**STATED PROBLEM:** Please count the lines of the material below that contain the string "background". Reply with the number alone.

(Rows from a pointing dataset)
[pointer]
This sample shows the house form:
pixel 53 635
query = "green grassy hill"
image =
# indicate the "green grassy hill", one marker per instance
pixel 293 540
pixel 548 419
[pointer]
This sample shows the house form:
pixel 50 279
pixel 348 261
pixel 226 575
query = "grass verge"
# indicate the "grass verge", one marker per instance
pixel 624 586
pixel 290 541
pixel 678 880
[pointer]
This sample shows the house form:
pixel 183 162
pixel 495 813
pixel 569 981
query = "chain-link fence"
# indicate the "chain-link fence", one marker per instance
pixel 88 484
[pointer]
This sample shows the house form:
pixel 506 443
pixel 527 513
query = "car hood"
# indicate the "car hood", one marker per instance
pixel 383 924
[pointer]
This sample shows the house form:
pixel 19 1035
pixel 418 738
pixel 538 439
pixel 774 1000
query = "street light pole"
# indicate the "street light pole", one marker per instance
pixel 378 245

...

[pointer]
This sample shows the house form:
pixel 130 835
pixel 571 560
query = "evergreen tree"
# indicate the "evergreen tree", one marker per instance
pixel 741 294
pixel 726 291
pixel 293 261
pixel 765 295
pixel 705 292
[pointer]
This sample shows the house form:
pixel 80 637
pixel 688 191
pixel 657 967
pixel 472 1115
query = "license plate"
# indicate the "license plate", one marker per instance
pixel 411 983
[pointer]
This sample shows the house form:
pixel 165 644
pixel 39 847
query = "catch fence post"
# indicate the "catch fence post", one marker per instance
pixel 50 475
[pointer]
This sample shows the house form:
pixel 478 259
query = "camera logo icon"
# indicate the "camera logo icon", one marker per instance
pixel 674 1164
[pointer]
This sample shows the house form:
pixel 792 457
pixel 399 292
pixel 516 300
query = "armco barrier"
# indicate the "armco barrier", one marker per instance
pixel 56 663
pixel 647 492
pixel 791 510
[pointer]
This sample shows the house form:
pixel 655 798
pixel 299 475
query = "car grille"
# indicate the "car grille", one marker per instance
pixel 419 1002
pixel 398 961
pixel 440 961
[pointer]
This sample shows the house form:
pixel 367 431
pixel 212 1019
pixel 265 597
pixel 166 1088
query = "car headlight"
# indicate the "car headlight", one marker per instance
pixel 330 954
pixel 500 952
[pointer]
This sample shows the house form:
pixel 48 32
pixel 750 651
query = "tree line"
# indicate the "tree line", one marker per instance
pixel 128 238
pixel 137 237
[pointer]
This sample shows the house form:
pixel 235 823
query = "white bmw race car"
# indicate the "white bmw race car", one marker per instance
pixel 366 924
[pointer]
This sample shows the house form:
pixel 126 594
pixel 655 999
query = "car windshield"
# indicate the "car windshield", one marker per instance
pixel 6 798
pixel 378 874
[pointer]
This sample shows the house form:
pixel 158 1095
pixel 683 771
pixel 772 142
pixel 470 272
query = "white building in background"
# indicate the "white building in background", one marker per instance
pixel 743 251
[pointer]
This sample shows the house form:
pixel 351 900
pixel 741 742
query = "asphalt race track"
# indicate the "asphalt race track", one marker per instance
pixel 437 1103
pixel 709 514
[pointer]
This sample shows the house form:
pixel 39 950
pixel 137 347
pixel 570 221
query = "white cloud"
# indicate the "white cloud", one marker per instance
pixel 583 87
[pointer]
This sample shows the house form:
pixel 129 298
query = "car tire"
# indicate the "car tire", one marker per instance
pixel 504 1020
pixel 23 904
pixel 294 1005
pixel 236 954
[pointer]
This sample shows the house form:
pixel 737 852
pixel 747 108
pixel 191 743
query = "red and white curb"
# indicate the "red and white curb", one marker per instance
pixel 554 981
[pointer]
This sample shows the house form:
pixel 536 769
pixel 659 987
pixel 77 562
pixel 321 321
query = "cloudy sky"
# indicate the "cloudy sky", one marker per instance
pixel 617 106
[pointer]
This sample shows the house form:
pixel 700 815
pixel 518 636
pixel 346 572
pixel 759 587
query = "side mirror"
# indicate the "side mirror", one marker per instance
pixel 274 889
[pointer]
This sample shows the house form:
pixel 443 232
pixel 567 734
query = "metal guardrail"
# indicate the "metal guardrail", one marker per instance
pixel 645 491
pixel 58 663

**TASK RESPONSE:** 2